*WORK TASK*.
Retype, word for word, every line of the records below starting at the one that contains "Query: tweed jacket hanging" and ending at the one that contains "x=397, y=669"; include both of those lines and nothing more.

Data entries
Segment Open

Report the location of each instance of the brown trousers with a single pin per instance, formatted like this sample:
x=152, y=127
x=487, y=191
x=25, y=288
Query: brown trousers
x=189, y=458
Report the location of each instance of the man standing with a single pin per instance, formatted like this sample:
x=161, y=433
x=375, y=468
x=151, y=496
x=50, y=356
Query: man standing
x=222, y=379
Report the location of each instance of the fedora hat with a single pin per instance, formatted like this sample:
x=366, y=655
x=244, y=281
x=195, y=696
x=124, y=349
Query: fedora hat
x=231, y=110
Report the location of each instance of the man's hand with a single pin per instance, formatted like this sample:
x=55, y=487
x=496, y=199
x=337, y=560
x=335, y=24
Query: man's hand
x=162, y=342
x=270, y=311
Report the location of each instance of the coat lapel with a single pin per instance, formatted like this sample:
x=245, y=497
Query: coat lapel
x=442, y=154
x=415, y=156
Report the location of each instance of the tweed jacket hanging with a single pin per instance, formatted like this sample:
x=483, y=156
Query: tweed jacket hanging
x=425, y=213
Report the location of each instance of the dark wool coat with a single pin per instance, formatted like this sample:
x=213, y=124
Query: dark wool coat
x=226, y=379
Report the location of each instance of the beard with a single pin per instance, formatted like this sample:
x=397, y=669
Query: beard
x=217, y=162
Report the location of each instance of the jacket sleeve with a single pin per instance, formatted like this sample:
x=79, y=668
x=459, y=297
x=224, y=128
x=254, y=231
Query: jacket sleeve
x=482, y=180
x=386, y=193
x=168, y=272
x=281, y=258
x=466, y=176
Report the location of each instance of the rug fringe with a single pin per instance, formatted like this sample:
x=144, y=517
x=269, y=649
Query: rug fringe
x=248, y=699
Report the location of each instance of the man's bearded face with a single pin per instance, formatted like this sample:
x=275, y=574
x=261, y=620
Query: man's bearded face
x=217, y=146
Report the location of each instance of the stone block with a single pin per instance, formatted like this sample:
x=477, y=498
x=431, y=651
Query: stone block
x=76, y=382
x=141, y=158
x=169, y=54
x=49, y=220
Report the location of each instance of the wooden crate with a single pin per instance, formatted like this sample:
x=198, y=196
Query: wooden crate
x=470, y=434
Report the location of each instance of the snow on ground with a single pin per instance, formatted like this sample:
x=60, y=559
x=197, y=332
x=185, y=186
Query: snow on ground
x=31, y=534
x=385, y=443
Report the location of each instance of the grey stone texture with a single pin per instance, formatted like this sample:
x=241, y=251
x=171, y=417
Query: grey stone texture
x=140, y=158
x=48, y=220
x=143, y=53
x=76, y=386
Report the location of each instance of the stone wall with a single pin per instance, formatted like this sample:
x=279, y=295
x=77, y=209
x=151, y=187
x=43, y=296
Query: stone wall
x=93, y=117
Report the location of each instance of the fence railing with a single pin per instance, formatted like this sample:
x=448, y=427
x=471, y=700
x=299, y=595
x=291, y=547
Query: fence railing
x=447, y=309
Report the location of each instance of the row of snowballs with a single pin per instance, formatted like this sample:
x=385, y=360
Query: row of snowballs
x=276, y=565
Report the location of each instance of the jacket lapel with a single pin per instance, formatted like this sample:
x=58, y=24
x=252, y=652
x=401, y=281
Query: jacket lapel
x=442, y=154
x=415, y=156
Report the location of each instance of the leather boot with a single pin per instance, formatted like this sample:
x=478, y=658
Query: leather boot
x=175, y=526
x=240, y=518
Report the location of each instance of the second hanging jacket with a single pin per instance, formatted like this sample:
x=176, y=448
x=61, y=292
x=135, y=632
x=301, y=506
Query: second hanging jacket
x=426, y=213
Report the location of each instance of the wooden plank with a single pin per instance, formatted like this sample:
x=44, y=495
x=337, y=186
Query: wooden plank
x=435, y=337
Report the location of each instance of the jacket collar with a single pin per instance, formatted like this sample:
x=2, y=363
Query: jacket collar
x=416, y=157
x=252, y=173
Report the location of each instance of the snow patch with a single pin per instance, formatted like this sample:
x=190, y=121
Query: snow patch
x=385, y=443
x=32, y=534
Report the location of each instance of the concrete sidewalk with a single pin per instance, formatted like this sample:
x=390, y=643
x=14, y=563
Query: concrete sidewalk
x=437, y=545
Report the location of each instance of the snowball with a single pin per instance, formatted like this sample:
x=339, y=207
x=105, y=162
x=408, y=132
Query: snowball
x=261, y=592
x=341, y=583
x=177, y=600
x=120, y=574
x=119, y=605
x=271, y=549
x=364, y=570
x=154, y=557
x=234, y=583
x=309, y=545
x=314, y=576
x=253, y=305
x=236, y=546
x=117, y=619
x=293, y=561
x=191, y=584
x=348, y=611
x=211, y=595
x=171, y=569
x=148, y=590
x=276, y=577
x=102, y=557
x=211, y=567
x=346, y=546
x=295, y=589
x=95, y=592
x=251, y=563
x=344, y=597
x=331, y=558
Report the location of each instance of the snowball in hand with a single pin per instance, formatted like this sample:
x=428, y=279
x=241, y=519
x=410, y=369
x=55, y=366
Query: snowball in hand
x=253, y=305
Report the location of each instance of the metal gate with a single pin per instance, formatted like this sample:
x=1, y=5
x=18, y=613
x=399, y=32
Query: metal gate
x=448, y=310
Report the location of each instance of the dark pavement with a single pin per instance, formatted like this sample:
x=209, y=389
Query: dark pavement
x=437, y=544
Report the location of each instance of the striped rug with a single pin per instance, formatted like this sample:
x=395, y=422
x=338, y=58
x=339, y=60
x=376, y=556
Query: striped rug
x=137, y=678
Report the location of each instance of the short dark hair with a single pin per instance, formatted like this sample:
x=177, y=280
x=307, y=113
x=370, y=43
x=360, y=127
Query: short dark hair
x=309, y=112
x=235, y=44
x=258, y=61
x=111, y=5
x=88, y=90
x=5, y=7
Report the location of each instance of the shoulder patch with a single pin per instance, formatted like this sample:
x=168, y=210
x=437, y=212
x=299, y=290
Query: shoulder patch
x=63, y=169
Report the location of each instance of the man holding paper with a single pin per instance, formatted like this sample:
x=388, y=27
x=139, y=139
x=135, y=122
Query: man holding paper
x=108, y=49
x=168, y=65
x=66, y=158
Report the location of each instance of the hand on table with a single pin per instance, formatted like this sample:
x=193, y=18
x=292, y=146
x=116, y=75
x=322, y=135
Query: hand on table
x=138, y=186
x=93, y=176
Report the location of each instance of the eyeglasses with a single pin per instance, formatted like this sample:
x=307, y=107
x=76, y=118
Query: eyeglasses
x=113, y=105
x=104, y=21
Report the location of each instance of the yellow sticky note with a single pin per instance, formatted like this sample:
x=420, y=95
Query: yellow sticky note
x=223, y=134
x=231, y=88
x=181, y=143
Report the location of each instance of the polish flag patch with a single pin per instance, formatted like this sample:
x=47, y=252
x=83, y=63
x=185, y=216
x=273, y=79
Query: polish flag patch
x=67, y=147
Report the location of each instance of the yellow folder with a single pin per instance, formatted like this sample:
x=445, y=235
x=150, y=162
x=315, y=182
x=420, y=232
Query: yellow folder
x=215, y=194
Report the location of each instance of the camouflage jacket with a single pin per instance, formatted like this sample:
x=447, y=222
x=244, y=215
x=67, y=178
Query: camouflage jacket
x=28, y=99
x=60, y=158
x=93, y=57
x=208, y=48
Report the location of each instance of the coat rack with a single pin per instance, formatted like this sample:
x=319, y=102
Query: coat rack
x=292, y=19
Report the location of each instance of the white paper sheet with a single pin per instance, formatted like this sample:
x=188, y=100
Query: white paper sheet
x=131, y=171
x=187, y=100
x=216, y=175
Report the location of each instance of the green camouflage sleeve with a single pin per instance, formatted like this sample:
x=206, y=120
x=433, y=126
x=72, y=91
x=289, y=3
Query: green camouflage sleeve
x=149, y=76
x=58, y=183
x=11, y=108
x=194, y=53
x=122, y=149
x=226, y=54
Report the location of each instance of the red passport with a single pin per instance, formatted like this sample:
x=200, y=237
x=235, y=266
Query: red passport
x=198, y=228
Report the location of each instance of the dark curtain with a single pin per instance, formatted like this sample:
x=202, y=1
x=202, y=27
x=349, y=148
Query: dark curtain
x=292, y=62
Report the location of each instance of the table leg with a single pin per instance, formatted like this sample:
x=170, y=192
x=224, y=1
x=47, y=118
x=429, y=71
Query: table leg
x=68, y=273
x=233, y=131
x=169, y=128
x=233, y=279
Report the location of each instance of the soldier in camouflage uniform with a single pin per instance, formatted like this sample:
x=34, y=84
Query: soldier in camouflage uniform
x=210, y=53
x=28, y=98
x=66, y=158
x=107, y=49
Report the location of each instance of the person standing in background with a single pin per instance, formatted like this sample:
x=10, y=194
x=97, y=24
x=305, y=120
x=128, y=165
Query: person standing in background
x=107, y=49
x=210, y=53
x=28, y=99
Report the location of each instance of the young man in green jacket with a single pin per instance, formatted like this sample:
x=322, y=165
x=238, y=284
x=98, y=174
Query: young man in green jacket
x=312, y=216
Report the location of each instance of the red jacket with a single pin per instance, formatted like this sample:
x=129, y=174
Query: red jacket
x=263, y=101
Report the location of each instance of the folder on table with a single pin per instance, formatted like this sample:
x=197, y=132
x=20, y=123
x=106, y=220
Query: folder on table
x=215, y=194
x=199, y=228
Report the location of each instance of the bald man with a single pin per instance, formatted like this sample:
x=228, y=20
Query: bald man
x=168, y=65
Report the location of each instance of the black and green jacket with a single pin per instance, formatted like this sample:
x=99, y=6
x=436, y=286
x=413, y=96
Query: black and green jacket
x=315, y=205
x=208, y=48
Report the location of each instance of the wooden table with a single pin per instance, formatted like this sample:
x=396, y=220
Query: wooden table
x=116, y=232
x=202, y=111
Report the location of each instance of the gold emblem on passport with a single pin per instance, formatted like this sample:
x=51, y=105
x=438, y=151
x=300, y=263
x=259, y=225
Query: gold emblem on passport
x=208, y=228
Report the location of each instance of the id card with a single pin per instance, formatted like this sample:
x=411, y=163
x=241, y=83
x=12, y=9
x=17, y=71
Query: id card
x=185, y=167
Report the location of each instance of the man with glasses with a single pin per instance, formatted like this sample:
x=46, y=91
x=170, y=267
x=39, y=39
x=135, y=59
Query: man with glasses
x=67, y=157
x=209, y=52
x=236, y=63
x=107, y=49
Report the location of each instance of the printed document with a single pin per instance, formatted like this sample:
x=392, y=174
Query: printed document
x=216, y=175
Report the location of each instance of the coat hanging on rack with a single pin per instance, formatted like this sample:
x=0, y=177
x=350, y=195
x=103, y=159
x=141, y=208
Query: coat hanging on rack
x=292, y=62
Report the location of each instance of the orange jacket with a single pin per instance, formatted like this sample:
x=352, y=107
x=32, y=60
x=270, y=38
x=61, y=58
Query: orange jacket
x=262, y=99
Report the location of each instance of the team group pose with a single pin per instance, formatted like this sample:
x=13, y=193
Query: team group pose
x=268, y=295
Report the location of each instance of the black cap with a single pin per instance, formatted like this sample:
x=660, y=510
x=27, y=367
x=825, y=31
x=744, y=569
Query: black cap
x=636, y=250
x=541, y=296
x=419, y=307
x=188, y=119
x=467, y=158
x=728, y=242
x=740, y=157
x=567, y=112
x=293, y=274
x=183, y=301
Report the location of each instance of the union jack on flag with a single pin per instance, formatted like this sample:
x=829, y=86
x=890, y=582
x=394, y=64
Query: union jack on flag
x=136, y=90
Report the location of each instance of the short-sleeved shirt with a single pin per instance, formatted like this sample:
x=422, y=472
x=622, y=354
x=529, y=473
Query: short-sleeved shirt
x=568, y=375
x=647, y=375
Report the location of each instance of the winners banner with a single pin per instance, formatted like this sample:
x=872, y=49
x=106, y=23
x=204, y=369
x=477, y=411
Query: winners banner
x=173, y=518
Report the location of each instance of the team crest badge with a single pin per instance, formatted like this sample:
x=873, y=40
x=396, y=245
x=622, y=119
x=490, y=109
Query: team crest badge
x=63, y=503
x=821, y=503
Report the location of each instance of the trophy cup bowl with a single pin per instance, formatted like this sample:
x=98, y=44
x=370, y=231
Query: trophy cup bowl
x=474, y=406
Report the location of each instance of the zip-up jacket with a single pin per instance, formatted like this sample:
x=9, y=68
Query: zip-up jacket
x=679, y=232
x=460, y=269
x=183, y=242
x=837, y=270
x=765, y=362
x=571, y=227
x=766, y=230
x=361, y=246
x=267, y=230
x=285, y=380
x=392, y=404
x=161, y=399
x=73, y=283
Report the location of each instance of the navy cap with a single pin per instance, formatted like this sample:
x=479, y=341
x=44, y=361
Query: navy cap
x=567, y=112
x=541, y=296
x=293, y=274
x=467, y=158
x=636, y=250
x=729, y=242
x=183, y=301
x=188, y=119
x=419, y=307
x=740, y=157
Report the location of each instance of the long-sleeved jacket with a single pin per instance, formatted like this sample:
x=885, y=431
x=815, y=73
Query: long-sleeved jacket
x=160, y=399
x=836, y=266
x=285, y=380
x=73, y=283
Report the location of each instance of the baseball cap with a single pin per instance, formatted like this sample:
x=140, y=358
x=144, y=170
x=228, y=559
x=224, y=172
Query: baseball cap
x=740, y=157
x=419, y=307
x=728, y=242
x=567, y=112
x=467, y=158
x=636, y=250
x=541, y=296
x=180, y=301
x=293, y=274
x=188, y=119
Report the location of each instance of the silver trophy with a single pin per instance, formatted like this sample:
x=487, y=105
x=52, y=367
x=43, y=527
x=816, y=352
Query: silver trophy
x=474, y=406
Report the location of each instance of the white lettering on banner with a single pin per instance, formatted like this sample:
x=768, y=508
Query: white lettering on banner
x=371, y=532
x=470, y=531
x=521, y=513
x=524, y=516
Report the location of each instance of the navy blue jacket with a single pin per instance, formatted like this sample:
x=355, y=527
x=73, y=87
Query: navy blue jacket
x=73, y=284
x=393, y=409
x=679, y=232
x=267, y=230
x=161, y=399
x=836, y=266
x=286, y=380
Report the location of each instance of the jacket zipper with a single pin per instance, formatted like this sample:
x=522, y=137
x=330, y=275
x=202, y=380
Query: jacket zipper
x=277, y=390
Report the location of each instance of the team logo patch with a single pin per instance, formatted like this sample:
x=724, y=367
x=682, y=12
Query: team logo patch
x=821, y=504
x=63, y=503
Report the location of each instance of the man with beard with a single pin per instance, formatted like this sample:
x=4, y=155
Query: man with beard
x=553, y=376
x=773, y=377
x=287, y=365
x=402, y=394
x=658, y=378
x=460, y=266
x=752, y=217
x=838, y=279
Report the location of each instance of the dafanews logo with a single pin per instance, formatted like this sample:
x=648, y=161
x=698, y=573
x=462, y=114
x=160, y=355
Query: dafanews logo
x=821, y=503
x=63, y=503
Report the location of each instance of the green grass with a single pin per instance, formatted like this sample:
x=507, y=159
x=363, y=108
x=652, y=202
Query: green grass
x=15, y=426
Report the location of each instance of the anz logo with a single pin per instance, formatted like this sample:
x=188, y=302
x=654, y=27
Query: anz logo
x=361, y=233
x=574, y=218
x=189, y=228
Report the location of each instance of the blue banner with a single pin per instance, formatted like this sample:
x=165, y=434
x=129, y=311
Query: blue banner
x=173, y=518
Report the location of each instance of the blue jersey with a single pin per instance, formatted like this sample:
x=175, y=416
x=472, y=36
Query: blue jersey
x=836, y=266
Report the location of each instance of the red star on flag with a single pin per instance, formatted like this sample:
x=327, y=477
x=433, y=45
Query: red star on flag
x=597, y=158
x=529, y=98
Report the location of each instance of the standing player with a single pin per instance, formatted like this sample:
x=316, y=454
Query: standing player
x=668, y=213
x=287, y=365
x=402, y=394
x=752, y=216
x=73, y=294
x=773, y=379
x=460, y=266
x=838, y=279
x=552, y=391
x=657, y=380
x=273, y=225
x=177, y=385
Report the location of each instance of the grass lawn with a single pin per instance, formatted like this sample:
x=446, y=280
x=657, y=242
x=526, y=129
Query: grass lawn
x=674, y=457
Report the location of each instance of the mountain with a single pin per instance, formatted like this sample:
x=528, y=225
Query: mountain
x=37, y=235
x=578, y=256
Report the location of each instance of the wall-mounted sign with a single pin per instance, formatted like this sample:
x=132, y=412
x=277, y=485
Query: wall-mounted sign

Segment Closed

*OUTPUT OF THE TASK*.
Query: tweed jacket hanging
x=425, y=213
Report the location of each instance of the dark wool coat with a single pin per instance, formatted like this sample:
x=213, y=124
Query: dark wool coat
x=226, y=379
Report the location of each instance of the beard with a single pin per instance, formatted like this sample:
x=397, y=669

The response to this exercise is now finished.